::: RECORDED INFORMATION
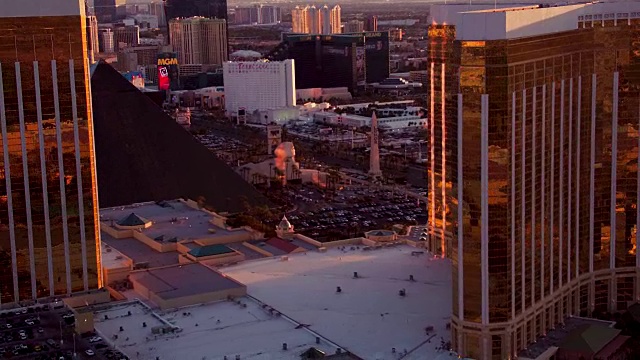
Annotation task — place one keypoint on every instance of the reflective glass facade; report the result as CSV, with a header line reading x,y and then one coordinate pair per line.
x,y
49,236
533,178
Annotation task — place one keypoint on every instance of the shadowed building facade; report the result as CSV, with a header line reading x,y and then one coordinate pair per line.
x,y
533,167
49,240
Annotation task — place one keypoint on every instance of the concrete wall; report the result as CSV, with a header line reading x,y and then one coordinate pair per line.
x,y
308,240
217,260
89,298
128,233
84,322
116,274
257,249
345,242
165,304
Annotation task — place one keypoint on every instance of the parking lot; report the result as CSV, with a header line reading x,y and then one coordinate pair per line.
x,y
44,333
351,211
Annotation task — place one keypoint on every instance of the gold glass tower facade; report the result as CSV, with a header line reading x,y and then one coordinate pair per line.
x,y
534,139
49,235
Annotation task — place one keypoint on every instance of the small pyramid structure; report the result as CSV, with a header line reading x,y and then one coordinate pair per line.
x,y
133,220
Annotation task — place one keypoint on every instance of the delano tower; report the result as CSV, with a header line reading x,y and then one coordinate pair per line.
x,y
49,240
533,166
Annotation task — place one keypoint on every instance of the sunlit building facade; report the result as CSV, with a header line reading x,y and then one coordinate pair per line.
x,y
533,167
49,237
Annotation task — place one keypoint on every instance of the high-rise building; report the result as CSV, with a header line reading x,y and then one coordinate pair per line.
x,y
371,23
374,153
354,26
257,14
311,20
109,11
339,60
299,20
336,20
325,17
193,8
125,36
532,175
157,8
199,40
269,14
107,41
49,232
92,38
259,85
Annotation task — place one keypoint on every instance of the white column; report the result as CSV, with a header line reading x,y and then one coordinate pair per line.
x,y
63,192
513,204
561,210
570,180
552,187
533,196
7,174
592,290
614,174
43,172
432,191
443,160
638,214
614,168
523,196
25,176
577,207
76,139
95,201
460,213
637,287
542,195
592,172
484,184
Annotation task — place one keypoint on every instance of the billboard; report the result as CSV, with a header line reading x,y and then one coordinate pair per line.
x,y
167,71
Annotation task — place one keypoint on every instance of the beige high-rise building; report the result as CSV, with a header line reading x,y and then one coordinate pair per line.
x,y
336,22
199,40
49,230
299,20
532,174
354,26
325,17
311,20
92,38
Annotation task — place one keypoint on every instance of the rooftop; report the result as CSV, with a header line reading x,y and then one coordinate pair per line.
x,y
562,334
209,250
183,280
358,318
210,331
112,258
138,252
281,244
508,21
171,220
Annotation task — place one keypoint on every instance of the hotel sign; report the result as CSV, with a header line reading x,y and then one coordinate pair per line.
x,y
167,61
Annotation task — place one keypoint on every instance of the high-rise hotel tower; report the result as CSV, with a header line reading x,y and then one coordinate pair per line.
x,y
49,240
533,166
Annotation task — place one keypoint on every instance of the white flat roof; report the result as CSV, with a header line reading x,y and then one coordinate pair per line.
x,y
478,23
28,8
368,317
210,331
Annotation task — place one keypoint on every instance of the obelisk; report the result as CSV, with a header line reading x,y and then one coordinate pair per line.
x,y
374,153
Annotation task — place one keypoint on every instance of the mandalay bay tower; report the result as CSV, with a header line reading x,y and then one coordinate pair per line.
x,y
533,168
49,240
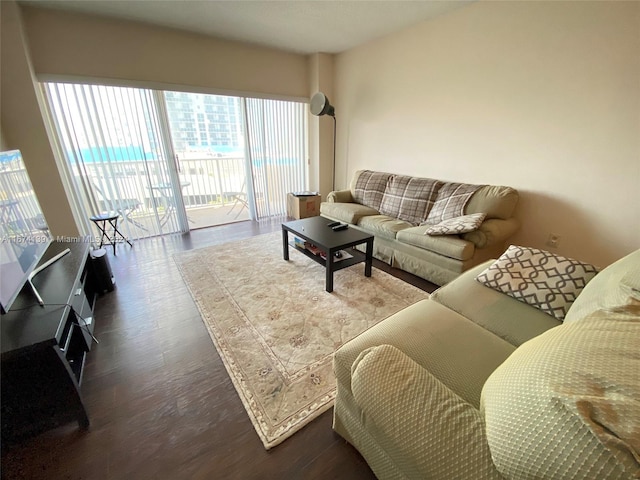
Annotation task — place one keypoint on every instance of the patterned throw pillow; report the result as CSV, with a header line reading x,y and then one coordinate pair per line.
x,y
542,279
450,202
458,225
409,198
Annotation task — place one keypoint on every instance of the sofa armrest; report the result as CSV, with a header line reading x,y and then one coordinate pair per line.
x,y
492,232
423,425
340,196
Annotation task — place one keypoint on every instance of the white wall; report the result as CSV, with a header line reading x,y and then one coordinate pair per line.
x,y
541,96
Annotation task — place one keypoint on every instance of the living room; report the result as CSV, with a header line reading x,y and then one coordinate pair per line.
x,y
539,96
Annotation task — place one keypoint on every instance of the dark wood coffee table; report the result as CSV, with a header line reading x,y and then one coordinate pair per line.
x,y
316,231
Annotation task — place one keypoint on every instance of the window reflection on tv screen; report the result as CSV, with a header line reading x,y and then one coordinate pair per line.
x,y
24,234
::::::
> EXERCISE BRIEF
Print verbatim the lines of the data from the one containing "of the living" through the end of the data, including both of those ends.

> WRITTEN SOLUTION
Annotation task — place one keypoint on every instance of the living room; report the result as CSV, with a header line reading x,y and then one coordinate pair per line.
x,y
539,96
Annotation task — place one keypoint on every instance of the dark wood coffee table; report the result as CSV, with a header line reading x,y and then one coordinate pair per line.
x,y
316,231
Annotation task — place one keypoint on every instance of the window reflection on tv screen; report the result as CSV, with a header line reading x,y and then one coordinate pair per line.
x,y
24,234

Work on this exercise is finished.